[PROBLEM]
Pull out each line of the records below that contains the word "window" and copy it in full.

[INFORMATION SUPPLIED]

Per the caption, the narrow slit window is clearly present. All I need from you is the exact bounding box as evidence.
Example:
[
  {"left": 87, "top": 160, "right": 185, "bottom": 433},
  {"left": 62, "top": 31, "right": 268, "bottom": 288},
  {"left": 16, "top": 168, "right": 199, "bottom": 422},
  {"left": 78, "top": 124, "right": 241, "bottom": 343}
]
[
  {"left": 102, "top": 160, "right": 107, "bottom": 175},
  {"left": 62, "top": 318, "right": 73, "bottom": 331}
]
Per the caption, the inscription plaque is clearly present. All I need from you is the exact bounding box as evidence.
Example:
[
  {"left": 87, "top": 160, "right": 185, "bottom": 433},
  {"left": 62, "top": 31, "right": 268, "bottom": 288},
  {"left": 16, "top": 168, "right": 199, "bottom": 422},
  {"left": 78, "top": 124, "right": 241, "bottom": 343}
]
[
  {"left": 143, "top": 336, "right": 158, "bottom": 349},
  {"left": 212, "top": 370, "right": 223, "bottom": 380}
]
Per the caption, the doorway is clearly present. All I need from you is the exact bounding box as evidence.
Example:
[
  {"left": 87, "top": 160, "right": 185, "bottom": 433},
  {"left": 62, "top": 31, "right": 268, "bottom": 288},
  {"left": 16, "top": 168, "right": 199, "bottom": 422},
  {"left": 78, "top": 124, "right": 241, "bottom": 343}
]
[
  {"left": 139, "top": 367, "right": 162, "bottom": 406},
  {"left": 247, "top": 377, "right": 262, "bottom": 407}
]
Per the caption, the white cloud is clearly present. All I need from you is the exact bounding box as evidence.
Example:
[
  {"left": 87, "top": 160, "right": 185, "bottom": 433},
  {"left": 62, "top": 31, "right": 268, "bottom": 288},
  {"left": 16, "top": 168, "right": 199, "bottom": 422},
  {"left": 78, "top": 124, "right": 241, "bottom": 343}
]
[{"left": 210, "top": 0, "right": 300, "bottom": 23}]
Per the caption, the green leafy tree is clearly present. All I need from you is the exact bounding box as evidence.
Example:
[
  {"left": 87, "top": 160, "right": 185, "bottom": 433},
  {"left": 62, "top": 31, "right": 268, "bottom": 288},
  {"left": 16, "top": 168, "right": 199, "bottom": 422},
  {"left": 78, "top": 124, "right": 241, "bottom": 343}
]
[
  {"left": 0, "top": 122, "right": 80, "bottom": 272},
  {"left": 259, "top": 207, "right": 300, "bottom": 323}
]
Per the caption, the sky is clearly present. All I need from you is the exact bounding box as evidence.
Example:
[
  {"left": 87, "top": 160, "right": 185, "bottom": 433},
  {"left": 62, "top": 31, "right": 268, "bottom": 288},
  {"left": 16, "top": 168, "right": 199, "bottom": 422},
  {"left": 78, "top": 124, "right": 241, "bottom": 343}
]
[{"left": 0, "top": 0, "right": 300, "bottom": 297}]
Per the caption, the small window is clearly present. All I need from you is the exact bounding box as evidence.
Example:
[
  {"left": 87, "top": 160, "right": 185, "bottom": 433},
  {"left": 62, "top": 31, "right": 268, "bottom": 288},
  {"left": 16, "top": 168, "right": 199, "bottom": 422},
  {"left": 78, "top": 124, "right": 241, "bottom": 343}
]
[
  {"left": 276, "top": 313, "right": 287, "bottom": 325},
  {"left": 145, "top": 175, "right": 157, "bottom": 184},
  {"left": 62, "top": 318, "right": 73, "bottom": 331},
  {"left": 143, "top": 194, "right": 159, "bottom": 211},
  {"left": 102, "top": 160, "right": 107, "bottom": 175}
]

[EXERCISE SOLUTION]
Per the caption, the narrow slit window is clearly present. All I need from you is the exact bounding box as evidence.
Per the caption, the small window is clearly present. All I need from you is the exact bounding box as evidence.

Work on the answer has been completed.